◆ WORK TO DO
Your task is to repeat the records exactly from the line containing "Note: for this drill we locate the framed" onward, through the final line.

◆ EXERCISE DATA
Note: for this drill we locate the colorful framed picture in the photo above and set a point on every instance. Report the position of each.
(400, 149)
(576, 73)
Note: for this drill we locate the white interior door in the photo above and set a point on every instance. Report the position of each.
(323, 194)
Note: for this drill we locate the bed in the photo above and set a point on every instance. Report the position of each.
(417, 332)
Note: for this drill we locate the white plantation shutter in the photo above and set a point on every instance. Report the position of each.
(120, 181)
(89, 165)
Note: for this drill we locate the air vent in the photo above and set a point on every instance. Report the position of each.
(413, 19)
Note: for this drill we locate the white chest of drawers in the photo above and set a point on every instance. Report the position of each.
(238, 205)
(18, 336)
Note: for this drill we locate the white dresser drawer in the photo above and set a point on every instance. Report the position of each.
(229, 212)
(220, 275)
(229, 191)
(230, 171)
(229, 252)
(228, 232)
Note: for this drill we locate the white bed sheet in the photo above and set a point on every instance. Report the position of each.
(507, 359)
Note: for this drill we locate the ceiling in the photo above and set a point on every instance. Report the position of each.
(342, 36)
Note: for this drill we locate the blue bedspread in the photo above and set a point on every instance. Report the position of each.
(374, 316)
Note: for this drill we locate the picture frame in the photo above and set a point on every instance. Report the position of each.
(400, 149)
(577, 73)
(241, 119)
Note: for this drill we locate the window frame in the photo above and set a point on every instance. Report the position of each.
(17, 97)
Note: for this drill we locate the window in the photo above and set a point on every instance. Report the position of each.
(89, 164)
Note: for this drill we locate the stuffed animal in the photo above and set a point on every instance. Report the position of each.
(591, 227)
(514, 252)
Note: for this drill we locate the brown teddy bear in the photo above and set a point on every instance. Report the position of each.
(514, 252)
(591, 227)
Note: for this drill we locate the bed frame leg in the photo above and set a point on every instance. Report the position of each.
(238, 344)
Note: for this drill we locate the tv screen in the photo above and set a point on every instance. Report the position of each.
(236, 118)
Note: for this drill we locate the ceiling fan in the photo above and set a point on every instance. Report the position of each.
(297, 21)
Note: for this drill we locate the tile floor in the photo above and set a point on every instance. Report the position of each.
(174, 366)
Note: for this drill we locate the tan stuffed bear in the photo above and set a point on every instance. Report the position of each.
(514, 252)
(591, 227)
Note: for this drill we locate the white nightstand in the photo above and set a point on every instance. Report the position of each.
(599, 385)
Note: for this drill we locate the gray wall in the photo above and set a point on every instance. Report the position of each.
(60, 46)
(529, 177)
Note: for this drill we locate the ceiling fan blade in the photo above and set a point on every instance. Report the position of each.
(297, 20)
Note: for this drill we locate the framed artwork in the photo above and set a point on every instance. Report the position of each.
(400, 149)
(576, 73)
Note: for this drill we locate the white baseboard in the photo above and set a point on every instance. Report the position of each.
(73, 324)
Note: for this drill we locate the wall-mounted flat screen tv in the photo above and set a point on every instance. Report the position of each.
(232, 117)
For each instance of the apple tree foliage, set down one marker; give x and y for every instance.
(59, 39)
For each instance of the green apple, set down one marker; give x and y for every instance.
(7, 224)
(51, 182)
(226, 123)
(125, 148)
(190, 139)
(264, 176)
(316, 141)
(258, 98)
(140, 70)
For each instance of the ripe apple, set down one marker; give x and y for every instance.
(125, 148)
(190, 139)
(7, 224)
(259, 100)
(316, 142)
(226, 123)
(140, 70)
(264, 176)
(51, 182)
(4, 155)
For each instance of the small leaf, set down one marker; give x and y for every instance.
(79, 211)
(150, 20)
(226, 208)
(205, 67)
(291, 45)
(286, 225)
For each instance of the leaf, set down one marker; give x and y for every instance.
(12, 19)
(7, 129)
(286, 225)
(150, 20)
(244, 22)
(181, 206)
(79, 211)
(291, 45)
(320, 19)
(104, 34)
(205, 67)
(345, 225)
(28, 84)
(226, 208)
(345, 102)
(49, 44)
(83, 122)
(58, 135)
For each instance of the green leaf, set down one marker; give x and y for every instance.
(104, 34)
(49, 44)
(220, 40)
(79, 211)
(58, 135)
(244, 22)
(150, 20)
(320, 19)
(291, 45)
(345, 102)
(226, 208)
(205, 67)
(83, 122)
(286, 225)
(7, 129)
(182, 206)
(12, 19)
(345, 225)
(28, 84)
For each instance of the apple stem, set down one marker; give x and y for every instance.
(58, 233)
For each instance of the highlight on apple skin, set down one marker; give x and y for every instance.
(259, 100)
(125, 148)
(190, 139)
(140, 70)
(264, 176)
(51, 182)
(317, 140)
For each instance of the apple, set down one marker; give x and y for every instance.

◆ EXPECTED ANSWER
Note: for this drill we locate the framed artwork in the photo above and set a point on every instance. Report the position of each.
(400, 149)
(576, 73)
Note: for this drill we locate the white baseboard in the photo above and set a point on every instance. Report the position of each.
(73, 324)
Note: for this drill we locate the wall-mounted flat screen tv in the photo above and set a point on every instance. Report the position of each.
(232, 117)
For each instance of the apple tree foliage, set down one marker; give x and y for every instance.
(59, 39)
For each instance of the green apple, set down one marker; give x and y for every instance.
(7, 224)
(51, 182)
(226, 123)
(125, 148)
(190, 139)
(264, 176)
(316, 141)
(258, 98)
(140, 70)
For each instance of the ripe apple, set down one marker; give x and y for every instance.
(125, 148)
(190, 139)
(7, 224)
(259, 100)
(316, 142)
(226, 123)
(140, 70)
(264, 176)
(51, 182)
(4, 155)
For each instance of the small leaf, set down one marker; give x and y for every instance.
(79, 211)
(150, 20)
(226, 208)
(205, 67)
(291, 45)
(286, 225)
For each instance of the leaf, set down one marker; give x and y for every instance.
(12, 19)
(7, 129)
(286, 225)
(150, 20)
(244, 22)
(181, 206)
(79, 211)
(291, 45)
(320, 19)
(104, 34)
(205, 67)
(345, 225)
(28, 84)
(226, 208)
(345, 102)
(49, 44)
(83, 122)
(58, 135)
For each instance of the green leaf, set down one marker; give x and y for every instance.
(104, 34)
(49, 44)
(220, 40)
(79, 211)
(58, 135)
(244, 22)
(150, 20)
(320, 19)
(291, 45)
(345, 102)
(226, 208)
(205, 67)
(83, 122)
(286, 225)
(7, 129)
(182, 206)
(12, 19)
(345, 225)
(28, 84)
For each instance of the apple stem, set down one marker; give x and y for every instance.
(58, 233)
For each instance of the highlight on apple skin, set down one marker; give x and y for every instance.
(259, 100)
(125, 148)
(190, 139)
(140, 70)
(264, 176)
(51, 182)
(317, 140)
For each instance of the apple, set down one marker; give x and y for every instance.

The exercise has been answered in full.